### Testo selezionato
=====

L'ambiente consegnato a ogni programma che viene messo in esecuzione, è controllato dalla shell che è in grado di assegnare ambienti diversi a programmi diversi.
La shell può quindi creare, modificare e leggere queste variabili, cosa particolarmente utile per la realizzazione di file script.
La shell mette in esecuzione i comandi ed è in grado di ridirigere il flusso di dati standard: standard input, standard output e standard error.
Questa caratteristica è importantissima per la realizzazione di comandi complessi attraverso l'elaborazione successiva da parte di una serie di programmi.
Dal punto di vista della shell, ogni comando, anche se composto dalla richiesta di esecuzione di un solo programma, è un condotto.
Con il termine script si identifica un programma scritto ed eseguito nella sua forma sorgente senza l'intervento di alcuna compilazione. Normalmente, le shell sono in grado di eseguire dei file script, scritti secondo il loro linguaggio.
Per convenzione, gli script di shell e anche di altri linguaggi interpretati, iniziano con una riga che specifica il programma in grado di interpretarli.
|
Questa riga, per esempio, è l'inizio di uno script che deve essere interpretato dal programma /bin/sh
, ovvero da una shell compatibile con quella di Bourne e possibilmente anche con la shell POSIX.
Una caratteristica molto importante delle shell tradizionali è la possibilità di effettuare delle sostituzioni, o espansioni, nel comando impartito interattivamente o contenuto in un programma script.
I caratteri jolly, o metacaratteri, sono quei simboli utilizzati per fare riferimento facilmente a gruppi di file o di directory. Nei sistemi Unix sono le shell a occuparsi della traduzione dei caratteri jolly. In questo modo, una riga di comando che ne contiene, viene trasformata dalla shell che fornisce così, al programma da avviare, l'elenco completo di file e directory che si ottengono dall'espansione di questi caratteri speciali.
Dal momento che tale attività è competenza delle shell, dipende dalla shell utilizzata il tipo di caratteri jolly a disposizione e anche il loro significato.
È importante ricordare che alcuni testi fanno riferimento a questo concetto con il termine globbing; inoltre, a volte si utilizza la definizione di shell regular expression, ovvero shell regexp.
Come accennato, le shell permettono di creare o modificare il contenuto di variabili di ambiente. Queste variabili possono essere utilizzate per la costruzione di comandi, ottenendo così la sostituzione con il valore che contengono, prima dell'esecuzione di questi.
Nello stesso modo i parametri, ovvero un tipo particolare di variabili a sola lettura, possono essere usati nelle righe di comando. Di solito si tratta degli argomenti passati a uno script.

=====

### Informazioni fornite
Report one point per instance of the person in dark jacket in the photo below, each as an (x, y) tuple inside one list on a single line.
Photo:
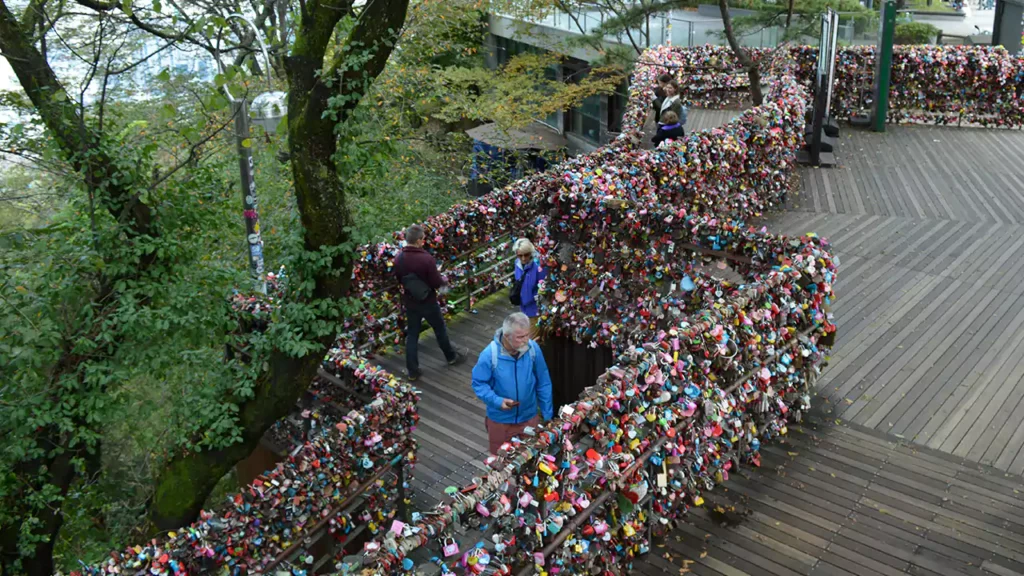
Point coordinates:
[(415, 260), (671, 130), (527, 269), (663, 81), (512, 380), (671, 100)]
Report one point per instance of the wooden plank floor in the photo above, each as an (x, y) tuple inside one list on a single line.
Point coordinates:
[(912, 464), (929, 223), (846, 500), (452, 440)]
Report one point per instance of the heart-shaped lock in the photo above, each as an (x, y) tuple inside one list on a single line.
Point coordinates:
[(450, 547)]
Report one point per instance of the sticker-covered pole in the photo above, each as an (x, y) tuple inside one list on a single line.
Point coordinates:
[(884, 66), (254, 241)]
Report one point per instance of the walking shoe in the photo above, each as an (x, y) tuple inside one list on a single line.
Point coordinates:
[(460, 357)]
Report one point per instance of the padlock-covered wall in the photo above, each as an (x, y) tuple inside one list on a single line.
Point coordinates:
[(254, 528), (941, 85), (690, 397)]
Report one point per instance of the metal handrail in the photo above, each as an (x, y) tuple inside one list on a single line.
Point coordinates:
[(613, 486), (332, 513)]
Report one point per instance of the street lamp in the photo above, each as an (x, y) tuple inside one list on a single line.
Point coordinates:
[(269, 108)]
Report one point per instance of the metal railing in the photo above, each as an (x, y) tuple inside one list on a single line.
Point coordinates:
[(677, 30), (354, 499), (612, 487)]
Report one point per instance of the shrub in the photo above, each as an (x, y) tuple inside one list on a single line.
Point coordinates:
[(914, 33)]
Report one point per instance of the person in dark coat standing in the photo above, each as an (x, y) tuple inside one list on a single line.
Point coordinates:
[(671, 130), (529, 272), (672, 100), (663, 81), (416, 263)]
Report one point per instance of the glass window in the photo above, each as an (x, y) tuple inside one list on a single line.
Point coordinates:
[(552, 119), (587, 117), (616, 107)]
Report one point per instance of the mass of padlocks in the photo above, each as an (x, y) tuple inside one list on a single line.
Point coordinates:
[(707, 369), (931, 84), (256, 527), (981, 85), (696, 386), (668, 422)]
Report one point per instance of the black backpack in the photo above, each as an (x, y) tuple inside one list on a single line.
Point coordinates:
[(515, 292), (414, 285)]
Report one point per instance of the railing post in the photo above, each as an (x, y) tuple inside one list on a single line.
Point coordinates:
[(400, 478)]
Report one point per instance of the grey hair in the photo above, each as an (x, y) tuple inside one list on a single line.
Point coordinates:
[(515, 320), (523, 246), (414, 234)]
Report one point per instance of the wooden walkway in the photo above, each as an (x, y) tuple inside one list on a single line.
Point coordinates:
[(929, 224), (925, 394)]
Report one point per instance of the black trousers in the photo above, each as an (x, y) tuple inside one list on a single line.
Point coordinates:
[(415, 315)]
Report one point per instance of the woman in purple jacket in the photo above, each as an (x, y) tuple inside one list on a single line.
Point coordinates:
[(527, 269)]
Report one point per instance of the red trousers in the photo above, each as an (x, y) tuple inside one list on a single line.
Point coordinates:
[(500, 434)]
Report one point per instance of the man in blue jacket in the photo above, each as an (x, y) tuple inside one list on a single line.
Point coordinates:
[(511, 378)]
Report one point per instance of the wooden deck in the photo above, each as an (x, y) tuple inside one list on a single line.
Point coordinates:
[(929, 223), (924, 396), (844, 500)]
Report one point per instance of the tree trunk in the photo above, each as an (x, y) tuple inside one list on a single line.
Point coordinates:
[(187, 480), (80, 145), (320, 193), (741, 54)]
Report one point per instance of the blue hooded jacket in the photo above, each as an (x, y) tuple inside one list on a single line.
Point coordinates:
[(534, 274), (524, 379)]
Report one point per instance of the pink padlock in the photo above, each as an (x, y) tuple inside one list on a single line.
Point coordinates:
[(451, 547), (482, 509)]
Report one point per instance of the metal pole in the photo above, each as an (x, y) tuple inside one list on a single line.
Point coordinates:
[(884, 66), (249, 204), (400, 479)]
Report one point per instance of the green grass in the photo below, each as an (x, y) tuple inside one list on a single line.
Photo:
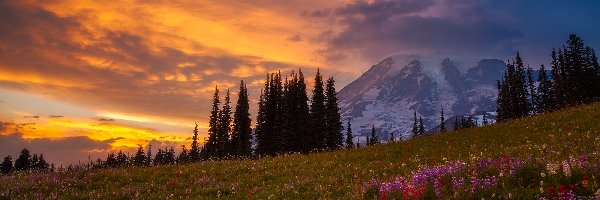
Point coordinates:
[(335, 175)]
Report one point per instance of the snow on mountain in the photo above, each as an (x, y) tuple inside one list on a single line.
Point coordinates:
[(389, 92)]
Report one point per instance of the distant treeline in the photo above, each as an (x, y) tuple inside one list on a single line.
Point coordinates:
[(26, 162), (574, 79)]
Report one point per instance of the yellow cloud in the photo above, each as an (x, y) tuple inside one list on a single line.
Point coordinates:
[(121, 136)]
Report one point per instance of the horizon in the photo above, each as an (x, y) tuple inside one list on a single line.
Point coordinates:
[(81, 79)]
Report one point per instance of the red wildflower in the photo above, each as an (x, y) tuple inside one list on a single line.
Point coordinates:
[(551, 191), (586, 178)]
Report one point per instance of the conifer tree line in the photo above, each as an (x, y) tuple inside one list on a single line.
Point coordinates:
[(574, 79), (25, 162), (285, 122)]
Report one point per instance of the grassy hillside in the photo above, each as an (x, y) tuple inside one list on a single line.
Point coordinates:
[(543, 156)]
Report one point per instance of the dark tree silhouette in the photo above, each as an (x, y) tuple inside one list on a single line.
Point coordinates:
[(241, 135), (349, 136), (7, 165), (334, 126), (318, 115), (442, 121), (23, 162)]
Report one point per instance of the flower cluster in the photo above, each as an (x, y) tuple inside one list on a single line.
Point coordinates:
[(468, 180)]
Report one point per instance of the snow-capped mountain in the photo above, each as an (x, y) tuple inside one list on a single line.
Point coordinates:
[(390, 91)]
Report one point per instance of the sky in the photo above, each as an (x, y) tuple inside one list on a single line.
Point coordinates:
[(79, 79)]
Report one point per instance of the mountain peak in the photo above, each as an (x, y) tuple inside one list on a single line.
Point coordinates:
[(390, 91)]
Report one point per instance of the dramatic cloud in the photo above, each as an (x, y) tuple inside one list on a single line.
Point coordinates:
[(372, 30), (144, 71), (66, 150)]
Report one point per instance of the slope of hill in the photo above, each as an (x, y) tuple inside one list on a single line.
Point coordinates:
[(550, 155), (389, 92)]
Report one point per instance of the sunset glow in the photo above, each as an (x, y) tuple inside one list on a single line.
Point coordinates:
[(127, 73)]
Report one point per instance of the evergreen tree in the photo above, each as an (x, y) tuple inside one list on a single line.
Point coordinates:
[(121, 159), (159, 158), (318, 115), (557, 81), (294, 110), (442, 121), (170, 154), (262, 134), (224, 128), (532, 92), (349, 136), (111, 160), (23, 161), (194, 154), (415, 130), (333, 126), (519, 97), (274, 114), (212, 145), (41, 163), (457, 125), (33, 162), (184, 155), (545, 98), (302, 115), (374, 139), (148, 161), (513, 92), (421, 127), (242, 133), (574, 73), (485, 120), (139, 158), (7, 166)]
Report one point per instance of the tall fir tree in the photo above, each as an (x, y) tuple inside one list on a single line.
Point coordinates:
[(349, 136), (211, 147), (374, 139), (532, 93), (274, 116), (302, 115), (545, 95), (263, 139), (513, 92), (333, 126), (519, 97), (23, 161), (139, 158), (184, 155), (442, 121), (457, 125), (194, 153), (485, 120), (7, 165), (149, 153), (415, 130), (224, 128), (318, 115), (242, 133), (421, 127)]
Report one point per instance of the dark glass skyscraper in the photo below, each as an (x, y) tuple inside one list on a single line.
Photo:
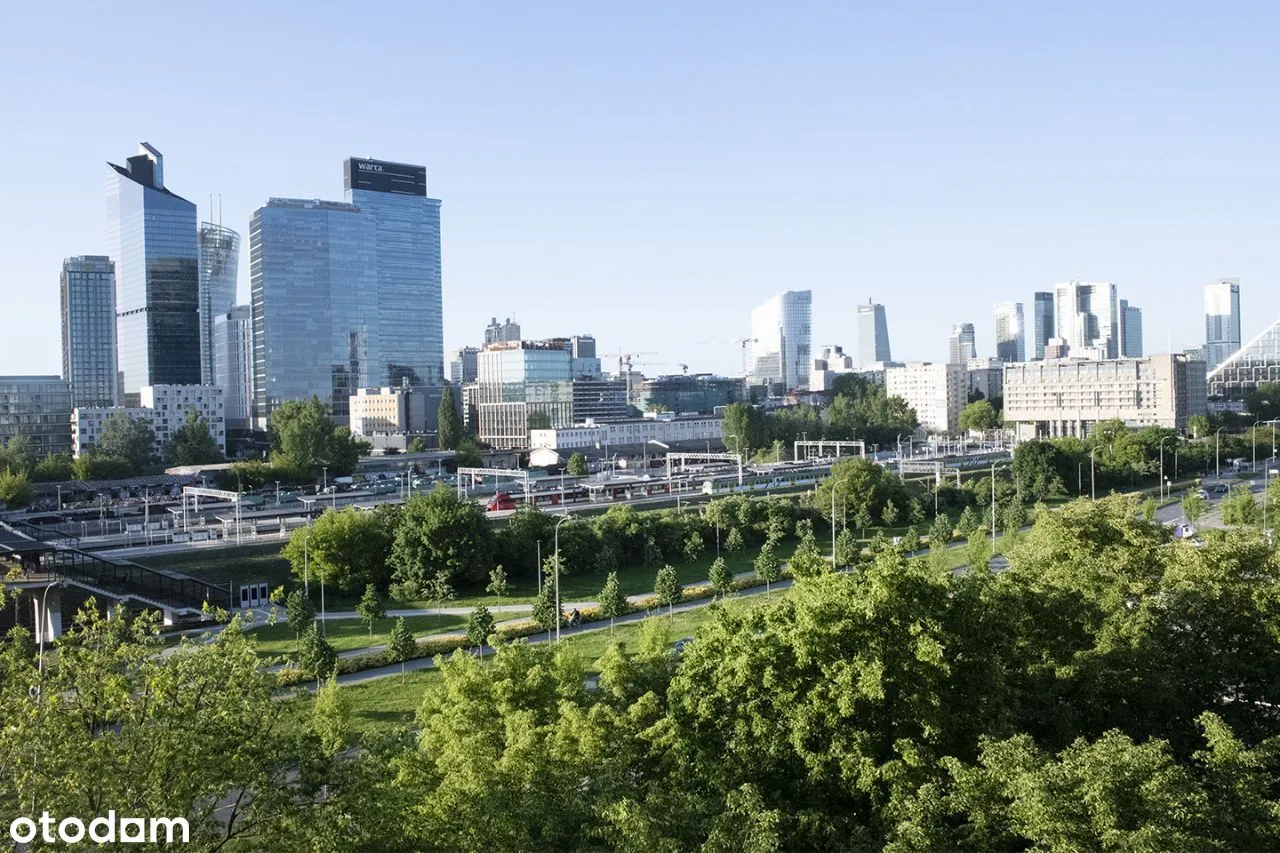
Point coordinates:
[(151, 237), (219, 261), (87, 292), (410, 316), (314, 292)]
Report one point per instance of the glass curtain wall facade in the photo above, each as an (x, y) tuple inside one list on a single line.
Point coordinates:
[(87, 292), (872, 334), (314, 282), (1251, 365), (1221, 320), (1042, 315), (151, 238), (781, 340), (407, 237), (219, 261), (1010, 332)]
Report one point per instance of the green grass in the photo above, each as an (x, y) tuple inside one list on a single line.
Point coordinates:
[(350, 634), (387, 703)]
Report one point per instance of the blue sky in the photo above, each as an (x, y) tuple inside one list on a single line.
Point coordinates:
[(649, 172)]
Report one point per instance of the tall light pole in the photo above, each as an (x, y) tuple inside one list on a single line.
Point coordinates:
[(1217, 456), (1162, 465), (558, 616)]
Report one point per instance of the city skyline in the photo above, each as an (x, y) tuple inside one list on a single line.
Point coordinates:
[(615, 146)]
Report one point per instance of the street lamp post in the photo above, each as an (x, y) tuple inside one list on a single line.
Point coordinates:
[(1217, 456), (1162, 465), (558, 615)]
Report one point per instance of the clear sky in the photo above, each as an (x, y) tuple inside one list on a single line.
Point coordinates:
[(649, 172)]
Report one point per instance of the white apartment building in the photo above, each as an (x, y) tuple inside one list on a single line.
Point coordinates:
[(635, 430), (1048, 400), (164, 407), (937, 392), (387, 411)]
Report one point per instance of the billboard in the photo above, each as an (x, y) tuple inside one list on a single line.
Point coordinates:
[(382, 176)]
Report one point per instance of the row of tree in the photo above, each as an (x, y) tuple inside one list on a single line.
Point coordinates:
[(1111, 690)]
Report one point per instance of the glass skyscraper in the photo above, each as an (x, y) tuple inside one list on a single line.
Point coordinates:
[(1221, 322), (87, 292), (1010, 332), (407, 226), (781, 346), (219, 261), (151, 238), (1042, 315), (872, 334), (314, 283)]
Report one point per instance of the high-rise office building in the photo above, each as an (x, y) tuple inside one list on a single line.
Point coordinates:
[(1130, 331), (233, 364), (501, 332), (314, 283), (219, 261), (1042, 314), (872, 334), (963, 343), (1221, 322), (1086, 314), (1010, 332), (151, 240), (408, 296), (87, 291), (781, 332)]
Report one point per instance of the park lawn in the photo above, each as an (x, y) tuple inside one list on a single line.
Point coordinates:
[(389, 703), (351, 634)]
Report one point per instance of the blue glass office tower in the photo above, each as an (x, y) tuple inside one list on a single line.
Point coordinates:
[(407, 222), (314, 301), (151, 238), (219, 261)]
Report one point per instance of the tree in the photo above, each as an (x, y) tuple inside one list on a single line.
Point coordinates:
[(305, 439), (402, 646), (350, 548), (128, 439), (14, 489), (330, 717), (192, 443), (545, 615), (55, 468), (1240, 507), (442, 533), (890, 514), (846, 548), (721, 576), (497, 582), (694, 546), (316, 656), (767, 564), (1194, 506), (449, 422), (612, 602), (480, 626), (370, 607), (667, 588), (978, 415), (300, 614)]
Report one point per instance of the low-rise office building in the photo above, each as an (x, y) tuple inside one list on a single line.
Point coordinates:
[(164, 409), (1050, 400), (937, 392), (37, 409), (632, 430)]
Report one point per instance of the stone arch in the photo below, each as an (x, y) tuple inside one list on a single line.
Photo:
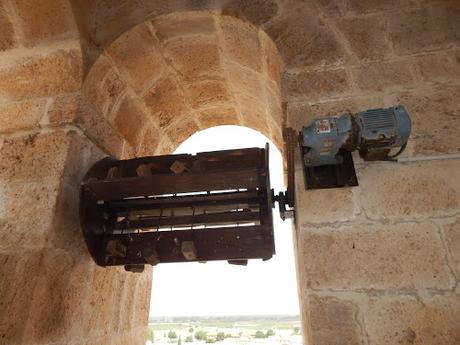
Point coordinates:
[(164, 79)]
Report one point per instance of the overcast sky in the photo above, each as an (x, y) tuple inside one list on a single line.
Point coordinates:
[(217, 288)]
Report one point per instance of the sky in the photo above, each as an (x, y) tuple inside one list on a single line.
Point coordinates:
[(218, 288)]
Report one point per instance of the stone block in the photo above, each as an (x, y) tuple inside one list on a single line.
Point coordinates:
[(369, 6), (437, 68), (301, 114), (130, 119), (452, 240), (33, 157), (181, 130), (412, 190), (241, 41), (315, 85), (194, 57), (366, 37), (18, 274), (434, 113), (333, 321), (374, 256), (137, 57), (64, 109), (41, 76), (272, 61), (149, 142), (44, 20), (324, 206), (166, 102), (303, 39), (98, 128), (218, 116), (407, 319), (184, 24), (208, 93), (7, 35), (424, 29), (22, 115), (256, 12), (60, 299), (245, 81), (27, 213), (384, 76)]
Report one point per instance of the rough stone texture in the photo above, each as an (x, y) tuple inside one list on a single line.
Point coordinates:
[(333, 322), (414, 190), (452, 240), (375, 256), (46, 72)]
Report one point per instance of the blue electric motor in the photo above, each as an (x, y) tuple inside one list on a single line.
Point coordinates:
[(374, 133)]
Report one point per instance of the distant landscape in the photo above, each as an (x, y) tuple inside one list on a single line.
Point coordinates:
[(225, 330)]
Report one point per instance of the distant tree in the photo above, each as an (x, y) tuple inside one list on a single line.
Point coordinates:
[(150, 334), (220, 336), (270, 333), (260, 335), (201, 334)]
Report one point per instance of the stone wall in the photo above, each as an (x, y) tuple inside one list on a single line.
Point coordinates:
[(378, 264)]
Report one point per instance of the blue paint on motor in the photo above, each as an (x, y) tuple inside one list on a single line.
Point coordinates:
[(374, 133)]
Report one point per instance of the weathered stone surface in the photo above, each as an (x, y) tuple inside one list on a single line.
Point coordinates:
[(424, 29), (324, 206), (149, 142), (438, 67), (46, 20), (18, 274), (409, 319), (412, 190), (333, 321), (241, 41), (33, 157), (181, 131), (40, 76), (208, 93), (452, 241), (434, 113), (98, 128), (368, 6), (272, 61), (59, 297), (301, 114), (137, 57), (257, 11), (130, 120), (7, 34), (188, 23), (218, 116), (375, 256), (366, 36), (165, 101), (384, 76), (64, 109), (194, 57), (244, 80), (304, 40), (315, 85), (27, 212), (22, 115)]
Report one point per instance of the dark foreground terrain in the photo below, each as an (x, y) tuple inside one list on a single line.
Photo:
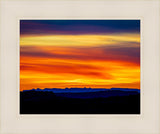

=====

### Istruzioni di lavoro
1 - Riproduci dal testo sulla shell il tratto che va da "La shell mette" fino a "è un condotto.".
2 - Traduci in inglese questa frase del testo sulla shell: «Dal punto di vista della shell, ogni comando, anche se composto dalla richiesta di esecuzione di un solo programma, è un condotto.»
Le righe fornite sono materiale a sé, distinto dal testo sulla shell.

### Esercizi svolti
1 -
La shell mette in esecuzione i comandi ed è in grado di ridirigere il flusso di dati standard: standard input, standard output e standard error.
Questa caratteristica è importantissima per la realizzazione di comandi complessi attraverso l'elaborazione successiva da parte di una serie di programmi.
Dal punto di vista della shell, ogni comando, anche se composto dalla richiesta di esecuzione di un solo programma, è un condotto.

2 - From the shell's point of view, every command, even if it consists of a request to run a single program, is a pipeline.